Exercise task 1
List every line of the records that contains the string "wheel", treating uppercase and lowercase letters as different.

Passage shown
>>
Since we have the AAAAAAAB.sav file, we know the value of the checksum of that file. 0xD9B6 In no$gba we can then set a breakpoint like this:

r0 = 0000B6D9

Keep in mind the Nintendo DS processor is little endian, thus the checksum 0000D9B6 will be found in memory as 0000B6D9.

Setting this breakpoint and restarting the game will trigger the breakpoint at address 0x01FFD03C and our emulator will pause execution there:

The execution halts here. Notice r0 contains the checksum value

1.1.3 Step the code, understand it, and reuse it!

Our nicely feature-packed debugger has stopped execution at 0x01FFD03C. This is usually one of the last instructions of the function, but we want to see the whole thing. To do so, we’ll go to that address in Ghidra, IDA Pro or any other dissasembler tool you preffer should work too.
<<
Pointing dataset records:
>>
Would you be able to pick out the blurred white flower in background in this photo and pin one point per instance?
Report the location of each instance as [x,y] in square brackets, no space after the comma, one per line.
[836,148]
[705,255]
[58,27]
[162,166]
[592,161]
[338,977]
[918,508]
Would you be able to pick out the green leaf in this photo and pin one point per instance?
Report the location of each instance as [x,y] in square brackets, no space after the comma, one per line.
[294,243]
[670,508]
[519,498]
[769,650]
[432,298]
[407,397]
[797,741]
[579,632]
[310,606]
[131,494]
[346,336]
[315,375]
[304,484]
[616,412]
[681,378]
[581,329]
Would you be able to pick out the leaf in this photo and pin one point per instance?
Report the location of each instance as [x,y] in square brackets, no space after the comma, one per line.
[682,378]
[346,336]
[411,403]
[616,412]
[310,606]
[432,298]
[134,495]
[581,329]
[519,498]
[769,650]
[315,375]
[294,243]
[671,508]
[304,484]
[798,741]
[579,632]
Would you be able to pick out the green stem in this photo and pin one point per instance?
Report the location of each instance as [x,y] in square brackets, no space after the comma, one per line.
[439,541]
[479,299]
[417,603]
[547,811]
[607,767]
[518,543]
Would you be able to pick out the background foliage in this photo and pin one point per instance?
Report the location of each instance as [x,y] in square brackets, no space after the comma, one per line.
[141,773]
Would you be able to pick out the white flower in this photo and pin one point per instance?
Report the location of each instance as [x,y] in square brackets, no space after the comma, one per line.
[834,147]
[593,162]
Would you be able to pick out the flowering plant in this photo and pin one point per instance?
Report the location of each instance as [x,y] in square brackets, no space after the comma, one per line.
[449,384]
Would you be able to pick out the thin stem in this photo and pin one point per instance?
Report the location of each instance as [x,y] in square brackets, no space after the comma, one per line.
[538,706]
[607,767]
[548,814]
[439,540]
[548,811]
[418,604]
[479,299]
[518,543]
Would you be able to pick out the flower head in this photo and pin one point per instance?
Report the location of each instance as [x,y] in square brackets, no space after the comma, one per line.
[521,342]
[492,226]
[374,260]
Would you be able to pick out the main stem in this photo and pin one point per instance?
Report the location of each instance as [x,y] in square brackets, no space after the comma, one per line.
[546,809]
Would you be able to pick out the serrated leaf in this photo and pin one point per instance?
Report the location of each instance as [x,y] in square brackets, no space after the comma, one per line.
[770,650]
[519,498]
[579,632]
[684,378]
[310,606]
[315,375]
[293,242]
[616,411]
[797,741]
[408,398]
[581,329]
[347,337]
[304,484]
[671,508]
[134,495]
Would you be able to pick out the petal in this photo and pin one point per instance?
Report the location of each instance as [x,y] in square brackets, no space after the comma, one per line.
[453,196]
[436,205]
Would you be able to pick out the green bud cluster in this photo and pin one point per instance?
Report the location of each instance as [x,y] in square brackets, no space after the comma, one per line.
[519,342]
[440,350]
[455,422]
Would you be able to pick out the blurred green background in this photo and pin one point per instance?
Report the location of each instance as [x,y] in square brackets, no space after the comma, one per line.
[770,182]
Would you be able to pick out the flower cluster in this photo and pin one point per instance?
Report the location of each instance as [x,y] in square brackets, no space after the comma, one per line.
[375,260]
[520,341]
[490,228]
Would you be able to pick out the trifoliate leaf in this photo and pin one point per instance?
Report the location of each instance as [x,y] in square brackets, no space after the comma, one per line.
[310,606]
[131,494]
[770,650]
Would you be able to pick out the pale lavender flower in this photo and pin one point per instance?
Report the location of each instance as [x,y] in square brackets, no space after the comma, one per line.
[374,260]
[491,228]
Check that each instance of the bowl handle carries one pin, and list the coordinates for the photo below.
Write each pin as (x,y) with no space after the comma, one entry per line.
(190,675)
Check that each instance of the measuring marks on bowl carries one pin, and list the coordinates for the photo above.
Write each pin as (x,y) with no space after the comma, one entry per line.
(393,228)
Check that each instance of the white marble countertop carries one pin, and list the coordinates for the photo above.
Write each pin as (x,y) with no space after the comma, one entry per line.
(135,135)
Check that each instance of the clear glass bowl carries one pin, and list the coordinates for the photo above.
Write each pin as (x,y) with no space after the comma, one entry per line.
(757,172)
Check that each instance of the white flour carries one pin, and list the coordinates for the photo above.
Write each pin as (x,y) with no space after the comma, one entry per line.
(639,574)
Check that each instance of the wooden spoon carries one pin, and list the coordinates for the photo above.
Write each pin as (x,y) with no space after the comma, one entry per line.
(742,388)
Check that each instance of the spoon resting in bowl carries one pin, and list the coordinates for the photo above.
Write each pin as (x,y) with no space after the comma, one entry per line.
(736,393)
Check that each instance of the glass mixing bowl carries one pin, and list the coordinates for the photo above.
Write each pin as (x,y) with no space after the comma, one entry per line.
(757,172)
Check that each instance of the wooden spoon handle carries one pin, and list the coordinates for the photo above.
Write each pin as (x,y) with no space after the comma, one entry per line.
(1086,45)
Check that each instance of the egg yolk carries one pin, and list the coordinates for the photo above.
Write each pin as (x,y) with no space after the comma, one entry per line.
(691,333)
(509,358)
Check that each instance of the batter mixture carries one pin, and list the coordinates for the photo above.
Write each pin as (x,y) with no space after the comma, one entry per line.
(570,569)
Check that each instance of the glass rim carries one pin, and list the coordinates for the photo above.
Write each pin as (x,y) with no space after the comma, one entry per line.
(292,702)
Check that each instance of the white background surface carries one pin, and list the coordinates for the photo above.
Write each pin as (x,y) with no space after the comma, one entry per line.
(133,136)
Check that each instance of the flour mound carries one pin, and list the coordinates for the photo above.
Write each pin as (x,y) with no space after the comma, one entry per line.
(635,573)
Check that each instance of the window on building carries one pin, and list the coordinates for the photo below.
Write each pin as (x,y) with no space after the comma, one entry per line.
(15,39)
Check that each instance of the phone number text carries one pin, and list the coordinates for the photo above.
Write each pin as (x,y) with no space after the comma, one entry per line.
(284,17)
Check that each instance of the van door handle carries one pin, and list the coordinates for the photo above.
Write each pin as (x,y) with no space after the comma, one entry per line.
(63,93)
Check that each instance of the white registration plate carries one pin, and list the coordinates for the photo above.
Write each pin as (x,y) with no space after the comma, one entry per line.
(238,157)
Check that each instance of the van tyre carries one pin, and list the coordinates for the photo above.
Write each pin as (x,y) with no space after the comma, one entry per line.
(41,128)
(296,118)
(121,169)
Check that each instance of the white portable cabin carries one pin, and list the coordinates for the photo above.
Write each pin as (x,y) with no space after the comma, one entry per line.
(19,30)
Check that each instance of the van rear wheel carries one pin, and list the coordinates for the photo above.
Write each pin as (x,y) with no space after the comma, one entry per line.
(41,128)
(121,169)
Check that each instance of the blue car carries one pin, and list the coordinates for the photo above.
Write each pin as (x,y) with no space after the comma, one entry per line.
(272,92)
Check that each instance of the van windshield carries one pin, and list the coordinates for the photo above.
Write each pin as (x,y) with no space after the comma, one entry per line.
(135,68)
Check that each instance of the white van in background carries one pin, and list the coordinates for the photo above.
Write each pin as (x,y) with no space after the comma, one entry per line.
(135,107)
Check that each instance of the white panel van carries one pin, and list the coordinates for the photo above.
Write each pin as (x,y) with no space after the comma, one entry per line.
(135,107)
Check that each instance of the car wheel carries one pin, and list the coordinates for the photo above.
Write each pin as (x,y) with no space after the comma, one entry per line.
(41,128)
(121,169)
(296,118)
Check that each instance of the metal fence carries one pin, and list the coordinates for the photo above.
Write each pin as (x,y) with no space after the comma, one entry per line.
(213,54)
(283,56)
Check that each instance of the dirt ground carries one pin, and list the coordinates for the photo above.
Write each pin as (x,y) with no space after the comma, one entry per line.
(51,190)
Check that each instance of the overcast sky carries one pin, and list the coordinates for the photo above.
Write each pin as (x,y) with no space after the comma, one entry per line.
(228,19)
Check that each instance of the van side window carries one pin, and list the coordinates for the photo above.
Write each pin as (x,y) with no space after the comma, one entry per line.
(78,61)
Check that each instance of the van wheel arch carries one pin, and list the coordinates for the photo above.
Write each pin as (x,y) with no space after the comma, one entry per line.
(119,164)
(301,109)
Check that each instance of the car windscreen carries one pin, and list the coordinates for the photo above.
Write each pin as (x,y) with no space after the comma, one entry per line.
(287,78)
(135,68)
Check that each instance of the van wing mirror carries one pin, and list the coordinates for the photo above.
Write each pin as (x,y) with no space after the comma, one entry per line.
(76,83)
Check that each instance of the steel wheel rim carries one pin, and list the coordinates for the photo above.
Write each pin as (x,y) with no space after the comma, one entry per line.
<<
Exercise task 2
Answer these questions about the passage on the save file checksum:
(a) What value is r0 set to in the breakpoint?
(b) At what address does the breakpoint trigger?
(c) Which two disassembler tools are named?

Task answer 1
Check that each instance of the van rear wheel carries one pin, and list the coordinates for the photo above.
Check that each instance of the car wheel carries one pin, and list the coordinates for the photo above.
Check that each instance of the van wheel arch carries one pin, and list the coordinates for the photo above.
Check that each instance of the steel wheel rim carries one pin, and list the coordinates for the photo above.

Task answer 2
(a) 0000B6D9
(b) 0x01FFD03C
(c) Ghidra and IDA Pro